Output verbatim the line with "# inside = enclosed" together with every line beneath it, ending at the last line of the entries.

Records supplied.
-----

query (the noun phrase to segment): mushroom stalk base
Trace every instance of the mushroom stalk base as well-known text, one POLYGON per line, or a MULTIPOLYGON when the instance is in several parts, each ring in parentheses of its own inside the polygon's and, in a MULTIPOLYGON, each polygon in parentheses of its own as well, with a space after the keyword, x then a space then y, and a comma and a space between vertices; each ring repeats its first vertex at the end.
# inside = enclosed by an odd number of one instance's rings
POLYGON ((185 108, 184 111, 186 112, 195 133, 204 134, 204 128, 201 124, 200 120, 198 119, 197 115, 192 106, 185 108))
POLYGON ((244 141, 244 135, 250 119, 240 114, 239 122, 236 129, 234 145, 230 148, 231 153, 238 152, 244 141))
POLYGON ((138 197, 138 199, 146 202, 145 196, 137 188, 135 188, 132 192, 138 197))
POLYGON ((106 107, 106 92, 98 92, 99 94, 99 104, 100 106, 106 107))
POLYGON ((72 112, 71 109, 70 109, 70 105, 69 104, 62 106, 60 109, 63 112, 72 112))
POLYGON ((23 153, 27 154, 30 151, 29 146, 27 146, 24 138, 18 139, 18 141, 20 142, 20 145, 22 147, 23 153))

-----

Output of the task.
# inside = enclosed by an odd number of one instance's rings
POLYGON ((185 108, 184 111, 186 112, 195 133, 204 134, 204 128, 201 124, 200 120, 198 119, 197 115, 192 106, 185 108))
POLYGON ((244 141, 244 135, 250 119, 240 114, 239 122, 236 129, 234 145, 230 148, 231 153, 238 152, 244 141))
POLYGON ((138 197, 138 199, 146 202, 145 196, 137 188, 135 188, 132 192, 138 197))
POLYGON ((106 107, 106 92, 98 92, 99 94, 99 104, 100 106, 106 107))
POLYGON ((72 112, 71 109, 70 109, 70 105, 69 104, 62 106, 60 109, 63 112, 72 112))
POLYGON ((23 153, 27 154, 30 151, 29 146, 27 146, 24 138, 18 139, 18 141, 20 142, 20 145, 22 147, 23 153))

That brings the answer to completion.